Please return the records below line for line, unchanged, but leave out the pictures.

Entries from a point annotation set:

# # # #

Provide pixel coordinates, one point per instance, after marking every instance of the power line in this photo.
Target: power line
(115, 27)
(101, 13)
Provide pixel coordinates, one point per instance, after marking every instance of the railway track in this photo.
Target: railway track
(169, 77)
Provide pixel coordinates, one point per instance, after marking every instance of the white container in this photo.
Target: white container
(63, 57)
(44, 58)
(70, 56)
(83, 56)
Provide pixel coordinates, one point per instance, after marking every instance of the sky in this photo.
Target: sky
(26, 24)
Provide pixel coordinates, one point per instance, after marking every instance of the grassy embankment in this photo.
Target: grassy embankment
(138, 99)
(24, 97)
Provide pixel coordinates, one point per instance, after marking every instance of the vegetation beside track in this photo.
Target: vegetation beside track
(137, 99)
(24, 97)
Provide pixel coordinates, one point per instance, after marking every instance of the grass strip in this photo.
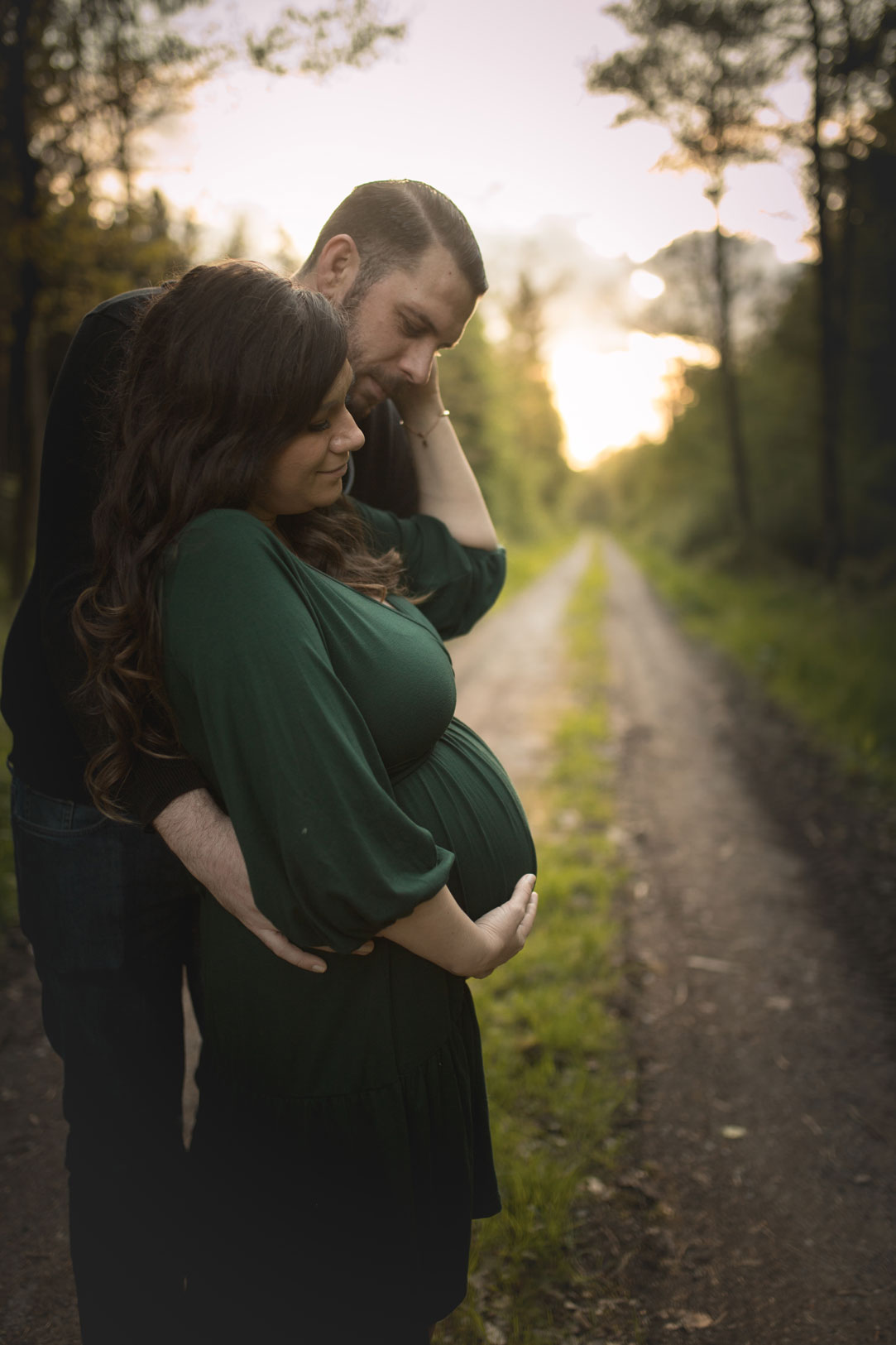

# # # #

== Response to this exercise ==
Provide pixel coordinates, one point per instance, after marking every instance of the power line in this photo.
Target: power line
(115, 27)
(101, 13)
Provide pixel coordinates, one point per instance, after marking every instance of the railway track in this photo.
Target: railway track
(169, 77)
Provide pixel coordinates, one point per instance, after marking every instance of the white container in this photo.
Target: white container
(63, 57)
(44, 58)
(70, 56)
(83, 56)
Provide pixel coordinates, one point per instance, after marking every instance of the sky in this photo.
Target: sky
(26, 24)
Provide pixel coordinates, one point per instance, after marking every instance of the grassy embankment in this photo.
Target: grassy embankment
(138, 99)
(24, 97)
Provide pixel coordinates, one point per instance, after marking every instance of the vegetation beside track in this photo.
Target: vegetation beside track
(137, 99)
(24, 97)
Provide pixel coordinates, one point per instance, after marking every instance of the grass strip in this photo.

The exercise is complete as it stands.